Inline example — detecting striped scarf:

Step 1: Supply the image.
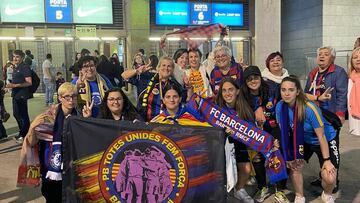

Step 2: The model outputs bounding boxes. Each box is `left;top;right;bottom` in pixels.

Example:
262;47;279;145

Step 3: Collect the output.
187;94;287;183
279;102;304;161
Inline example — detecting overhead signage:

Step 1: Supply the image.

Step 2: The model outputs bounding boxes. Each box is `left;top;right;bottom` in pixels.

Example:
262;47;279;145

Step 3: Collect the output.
155;1;189;25
212;3;243;26
45;0;72;23
0;0;45;23
73;0;113;24
190;3;211;25
155;1;244;27
75;25;96;37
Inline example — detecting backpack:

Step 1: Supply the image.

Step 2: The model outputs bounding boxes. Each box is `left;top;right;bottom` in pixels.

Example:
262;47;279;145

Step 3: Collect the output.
320;107;342;130
29;70;40;98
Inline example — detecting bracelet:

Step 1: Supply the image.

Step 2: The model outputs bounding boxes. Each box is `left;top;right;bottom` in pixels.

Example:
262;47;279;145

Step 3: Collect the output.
323;157;331;161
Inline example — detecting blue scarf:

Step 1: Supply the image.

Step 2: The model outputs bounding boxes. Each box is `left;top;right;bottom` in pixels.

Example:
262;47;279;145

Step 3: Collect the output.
162;105;187;124
187;94;287;183
279;102;304;161
46;105;77;181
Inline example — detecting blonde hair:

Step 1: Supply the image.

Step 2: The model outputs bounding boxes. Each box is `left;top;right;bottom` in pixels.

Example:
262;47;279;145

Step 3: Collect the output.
58;82;77;96
348;47;360;77
156;56;175;71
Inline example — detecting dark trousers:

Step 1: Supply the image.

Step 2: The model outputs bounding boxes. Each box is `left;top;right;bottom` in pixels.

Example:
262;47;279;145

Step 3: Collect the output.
41;180;62;203
12;98;30;137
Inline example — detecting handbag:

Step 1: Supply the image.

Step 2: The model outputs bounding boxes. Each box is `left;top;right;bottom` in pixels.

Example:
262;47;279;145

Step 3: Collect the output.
320;107;342;130
17;143;41;187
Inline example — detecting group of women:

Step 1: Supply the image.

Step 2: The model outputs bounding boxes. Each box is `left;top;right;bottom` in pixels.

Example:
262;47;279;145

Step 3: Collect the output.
27;45;344;203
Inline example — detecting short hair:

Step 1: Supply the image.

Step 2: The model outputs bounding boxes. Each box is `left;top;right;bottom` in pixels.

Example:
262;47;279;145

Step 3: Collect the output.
213;46;232;58
188;48;203;59
46;54;52;59
58;82;77;96
157;56;175;70
138;48;145;55
25;50;31;55
13;50;25;58
94;50;100;55
317;46;336;58
56;71;63;76
78;55;97;69
173;49;188;63
80;48;91;56
265;51;283;69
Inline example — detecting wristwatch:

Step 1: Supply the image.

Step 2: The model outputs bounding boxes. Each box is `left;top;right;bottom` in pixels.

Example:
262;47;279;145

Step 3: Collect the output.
323;157;331;161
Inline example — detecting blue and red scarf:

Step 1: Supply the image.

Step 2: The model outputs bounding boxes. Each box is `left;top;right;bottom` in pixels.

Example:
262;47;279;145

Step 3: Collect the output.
187;94;287;183
279;102;304;161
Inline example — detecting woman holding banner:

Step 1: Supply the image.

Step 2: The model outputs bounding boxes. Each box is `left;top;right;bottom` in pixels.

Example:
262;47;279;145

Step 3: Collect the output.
275;76;337;203
215;77;255;203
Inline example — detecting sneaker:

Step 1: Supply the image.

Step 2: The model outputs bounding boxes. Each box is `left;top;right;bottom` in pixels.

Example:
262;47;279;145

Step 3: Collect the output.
2;112;10;122
294;196;305;203
310;177;322;187
246;176;257;186
274;191;290;203
234;188;254;203
15;136;23;144
254;187;270;202
321;191;335;203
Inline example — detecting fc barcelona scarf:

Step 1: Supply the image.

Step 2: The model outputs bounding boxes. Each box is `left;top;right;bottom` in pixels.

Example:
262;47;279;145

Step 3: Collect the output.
187;94;287;183
279;102;304;161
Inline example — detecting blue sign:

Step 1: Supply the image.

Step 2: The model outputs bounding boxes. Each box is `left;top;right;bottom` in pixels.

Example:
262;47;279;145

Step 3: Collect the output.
155;1;189;25
45;0;72;23
212;3;243;26
190;3;211;25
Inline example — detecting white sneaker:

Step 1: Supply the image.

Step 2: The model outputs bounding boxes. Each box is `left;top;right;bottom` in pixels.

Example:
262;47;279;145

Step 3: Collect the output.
234;188;254;203
254;187;270;202
294;196;305;203
321;191;335;203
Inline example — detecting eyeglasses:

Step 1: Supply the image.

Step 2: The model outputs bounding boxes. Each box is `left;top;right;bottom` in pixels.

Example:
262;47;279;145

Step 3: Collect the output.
215;54;228;60
246;75;261;82
82;64;95;69
62;94;77;101
107;97;123;103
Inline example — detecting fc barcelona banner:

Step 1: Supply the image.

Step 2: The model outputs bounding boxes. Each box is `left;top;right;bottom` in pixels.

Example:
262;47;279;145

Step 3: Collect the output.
62;116;226;203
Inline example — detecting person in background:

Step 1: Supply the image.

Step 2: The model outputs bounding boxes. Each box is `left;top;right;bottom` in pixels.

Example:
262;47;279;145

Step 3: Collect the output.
276;76;337;203
172;49;189;86
42;54;55;106
71;49;91;79
6;50;32;143
69;52;81;80
97;55;117;86
261;51;290;203
109;55;124;88
210;46;243;95
347;47;360;136
304;46;346;192
0;80;8;139
71;55;112;117
353;37;360;49
215;77;255;203
130;53;146;103
55;72;65;103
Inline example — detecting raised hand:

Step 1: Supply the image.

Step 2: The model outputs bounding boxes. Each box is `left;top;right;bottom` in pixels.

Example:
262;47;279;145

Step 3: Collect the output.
319;87;334;101
82;100;94;118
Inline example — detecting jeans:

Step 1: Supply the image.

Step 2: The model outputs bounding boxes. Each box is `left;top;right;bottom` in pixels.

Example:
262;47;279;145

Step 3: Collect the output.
12;98;30;137
44;78;55;105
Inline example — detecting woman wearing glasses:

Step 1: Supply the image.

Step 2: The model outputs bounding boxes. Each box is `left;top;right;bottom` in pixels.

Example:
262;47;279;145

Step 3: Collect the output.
────────────────────────────────────────
- TASK BRIEF: Write out the entries again, exactly as given, skipping any images.

- RESPONSE BELOW:
Inline example — detecting striped scarf:

Step 1: Supply the image.

Step 2: The model outputs bounding boxes. Each box is `left;top;right;bottom` in pixels.

Example:
262;47;279;145

Step 3: Collect the output.
187;94;287;183
279;102;304;161
Inline example — detecting overhead signage:

Step 1: Supply the image.

Step 2: The model outputs bounding boxes. Each box is `left;top;right;bottom` in pixels.

Example:
262;47;279;145

Step 3: Collect the output.
155;1;189;25
212;3;243;26
45;0;72;23
0;0;45;23
73;0;113;24
190;3;211;25
155;1;244;27
75;25;96;37
Inline example — detecting backpack:

Step 1: Supply the image.

Step 2: The model outputs bounding boxes. Each box is `left;top;right;bottom` in pixels.

Example:
262;47;279;145

Step 3: Collect the output.
320;107;342;130
29;70;40;98
Inline example — detecting bracelet:

Step 1: Supply the image.

Step 2: The model outputs bounding boxes. Each box is `left;top;right;bottom` in pixels.

Example:
262;47;279;145

Step 3: Collect the output.
323;157;331;161
Inline example — detecting blue scarf:

Step 1: Supply the image.

Step 2: The model outputs bounding boxes. Each box is `left;top;right;bottom` in pixels.

Example:
262;47;279;145

Step 3: Collect the output.
162;105;187;124
187;94;287;183
279;102;304;161
46;105;77;181
Inline example — detecting blonde hair:

Step 1: Supply the image.

Step 2: The model outputs bounding boxes. Each box is `left;top;right;bottom` in pixels.

Example:
262;47;279;145

Step 3: Collect the output.
58;82;77;96
348;47;360;77
156;56;175;71
Inline example — detecting dark trousers:

Step 1: Supply the image.

Step 2: The model outputs bounding boxes. Each box is `left;top;right;bottom` in pixels.

Example:
262;47;279;145

Step 3: Collect the output.
41;180;62;203
12;98;30;137
Inline example — detecting handbag:

Step 1: Supply the image.

Step 2: The model outputs bounding boxes. Each box is `left;top;right;bottom` in pixels.

Example:
262;47;279;145

Step 3: Collect the output.
320;107;342;130
17;143;41;187
Inline example — detecting group of women:

Step 1: Supply the image.

Step 2: The model outputs bounding boxes. Each box is `left;top;right;bottom` in pixels.

Example:
262;47;279;145

Step 3: Collect the output.
27;45;344;203
Inline example — detecting short hair:

Step 1: Supply the image.

Step 2: The model outputs bounding boxes. Each box is `left;top;right;bottom` in pixels.

Example:
262;47;279;145

Step 3: Collect the output.
213;46;232;58
188;48;203;59
46;54;52;59
58;82;77;96
157;56;175;70
138;48;145;55
25;50;31;55
13;50;25;58
94;50;100;55
317;46;336;58
56;71;63;76
78;55;97;69
173;49;188;63
80;48;91;56
265;51;283;69
Inline example — detecting wristwatch:

Step 1: Supply the image.

Step 2: The model outputs bounding boxes. Each box is `left;top;right;bottom` in pixels.

Example:
262;47;279;145

Step 3: Collect the output.
323;157;331;161
Inline example — detecting blue and red scarf:

Step 1: Supply the image.

Step 2: The model outputs bounding boxes. Each box is `left;top;right;bottom` in pixels.

Example:
262;47;279;145

Step 3: Collect the output.
187;94;287;183
279;102;304;161
Inline example — detecting woman holding banner:

Step 1: Supply the image.

Step 2: The model outputs bounding boxes. Each box is `left;top;right;bottom` in pixels.

Example:
262;47;279;145

Step 3: Collect the output.
275;76;337;203
215;77;255;203
Inline example — detecting sneaker:

Step 1: Supply the image.

Step 2: The model outputs bounding boxes. Each box is `left;top;right;bottom` in pixels.

Example:
262;47;279;145

Step 3: Collect the output.
2;112;10;122
294;196;305;203
310;177;322;187
246;176;257;186
274;191;290;203
234;188;254;203
15;136;23;144
254;187;270;202
321;191;335;203
Inline example — detecting fc barcelona scarf:

Step 1: Supply the image.

Step 2: The model outputs bounding boxes. Each box is `left;top;right;bottom` in pixels.

Example:
262;47;279;145

Step 3: Collect the output.
187;94;287;183
279;102;304;161
Inline example — detecting blue sign:

Step 1: Supply the image.

Step 2: The model outputs bounding boxes. Each box is `left;top;right;bottom` in pixels.

Example:
262;47;279;145

Step 3: Collect the output.
155;1;189;25
45;0;72;23
212;3;243;26
190;3;211;25
Inline example — detecting white sneaker:

Step 1: Supply the image.

Step 2: The model outputs bounding boxes. Each box is `left;top;right;bottom` in pixels.

Example:
262;47;279;145

Step 3: Collect the output.
234;188;254;203
254;187;270;202
294;196;305;203
321;191;335;203
Inline example — detecting eyeglasses:

Step 1: Supply the image.

Step 2: The model outputs bounding boxes. Each box is `left;top;right;bottom` in pixels.

Example:
262;47;279;145

Step 3: Collect the output.
215;54;228;60
246;75;261;82
82;64;95;69
62;94;77;101
107;97;123;103
Inline example — detecting fc barcelona banner:

Step 1: Supply the image.

Step 2: The model outputs bounding boxes. Each box is `left;top;right;bottom` in pixels.

Example:
262;47;279;145

Step 3: Collect the output.
62;116;226;203
Inline example — detecting person in background:

Step 1: Supply the image.

Step 2: The model outputs bounding boxes. Each box is `left;top;right;bottom` in pixels.

Example:
262;47;279;145

Step 3: Collect the output.
276;76;337;203
172;49;189;86
42;54;55;106
71;49;91;79
6;50;32;143
69;52;81;80
97;55;117;86
261;51;290;203
109;55;124;88
210;46;243;95
347;47;360;136
304;46;346;192
0;80;8;139
71;55;112;117
353;37;360;49
215;77;255;203
130;53;146;103
55;72;65;103
Inline example — detecting raised hand:

Step 1: Supply the image.

Step 2: The model outputs bounding boxes. Each box is `left;top;right;bottom` in pixels.

Example:
262;47;279;145

Step 3: Collect the output.
319;87;334;101
82;100;94;118
Inline example — detecting jeans:

Step 1: Supply the image.

Step 2: The model outputs bounding boxes. Each box is `left;top;right;bottom` in pixels.

Example:
262;47;279;145

Step 3: Collect the output.
12;98;30;137
44;78;55;105
Inline example — detecting woman wearing glasses:

Step 1: Supply the image.

Step 2: The model outputs bounding boxes. Each box is `left;top;right;bottom` in pixels.

Example:
262;47;279;145

Step 3: Collect the output.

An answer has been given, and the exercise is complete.